→ Exercise goal:
Count how many lines in the records below contain the word "outline", with case counting. Reply with the number only.

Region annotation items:
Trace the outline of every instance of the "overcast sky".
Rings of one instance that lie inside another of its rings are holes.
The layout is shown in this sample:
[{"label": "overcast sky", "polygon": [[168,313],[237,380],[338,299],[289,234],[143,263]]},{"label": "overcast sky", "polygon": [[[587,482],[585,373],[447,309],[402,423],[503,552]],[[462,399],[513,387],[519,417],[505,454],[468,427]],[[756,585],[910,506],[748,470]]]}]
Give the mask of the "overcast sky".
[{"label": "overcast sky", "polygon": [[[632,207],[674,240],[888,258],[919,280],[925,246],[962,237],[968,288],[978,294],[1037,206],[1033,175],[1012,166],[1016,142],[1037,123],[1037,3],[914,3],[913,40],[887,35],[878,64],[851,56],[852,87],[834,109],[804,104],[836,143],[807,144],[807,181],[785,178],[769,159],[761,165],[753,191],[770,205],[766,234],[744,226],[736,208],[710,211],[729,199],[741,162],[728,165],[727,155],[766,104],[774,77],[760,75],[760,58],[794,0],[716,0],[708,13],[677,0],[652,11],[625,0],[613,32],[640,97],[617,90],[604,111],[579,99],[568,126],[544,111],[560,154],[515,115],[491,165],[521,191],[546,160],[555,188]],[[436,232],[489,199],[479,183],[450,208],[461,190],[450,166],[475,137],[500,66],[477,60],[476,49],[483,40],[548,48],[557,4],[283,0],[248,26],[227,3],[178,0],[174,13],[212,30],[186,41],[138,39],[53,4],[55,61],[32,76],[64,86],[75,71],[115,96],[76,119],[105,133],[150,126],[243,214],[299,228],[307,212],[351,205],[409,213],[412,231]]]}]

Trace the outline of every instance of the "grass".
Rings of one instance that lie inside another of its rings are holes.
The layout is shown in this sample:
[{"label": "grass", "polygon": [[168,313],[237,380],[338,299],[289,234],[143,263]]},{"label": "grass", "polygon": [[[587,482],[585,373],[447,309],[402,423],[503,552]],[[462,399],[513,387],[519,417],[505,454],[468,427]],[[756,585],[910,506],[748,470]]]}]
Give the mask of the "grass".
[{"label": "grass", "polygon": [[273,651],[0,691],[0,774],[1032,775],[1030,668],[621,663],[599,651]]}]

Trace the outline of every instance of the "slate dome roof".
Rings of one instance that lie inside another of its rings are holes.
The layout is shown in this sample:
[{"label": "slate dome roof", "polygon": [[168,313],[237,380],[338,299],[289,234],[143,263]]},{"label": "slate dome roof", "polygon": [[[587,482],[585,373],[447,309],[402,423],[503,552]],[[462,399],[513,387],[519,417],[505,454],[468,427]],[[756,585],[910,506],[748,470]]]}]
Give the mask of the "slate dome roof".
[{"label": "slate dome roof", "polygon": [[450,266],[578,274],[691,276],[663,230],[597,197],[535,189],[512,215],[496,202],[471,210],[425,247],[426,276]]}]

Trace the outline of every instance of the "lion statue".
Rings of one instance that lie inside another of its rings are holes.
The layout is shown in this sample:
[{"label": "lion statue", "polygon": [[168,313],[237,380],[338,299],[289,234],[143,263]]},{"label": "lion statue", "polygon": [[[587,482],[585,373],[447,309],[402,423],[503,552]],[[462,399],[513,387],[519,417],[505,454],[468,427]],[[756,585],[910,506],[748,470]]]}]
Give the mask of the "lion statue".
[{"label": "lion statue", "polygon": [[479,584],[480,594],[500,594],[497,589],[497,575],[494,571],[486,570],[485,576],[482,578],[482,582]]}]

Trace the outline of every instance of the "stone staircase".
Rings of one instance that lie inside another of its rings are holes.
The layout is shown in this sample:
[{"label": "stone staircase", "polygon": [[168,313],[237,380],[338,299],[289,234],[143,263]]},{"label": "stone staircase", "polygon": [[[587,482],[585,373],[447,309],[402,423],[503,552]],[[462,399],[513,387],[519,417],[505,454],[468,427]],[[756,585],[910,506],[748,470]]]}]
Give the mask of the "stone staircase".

→ Exercise response:
5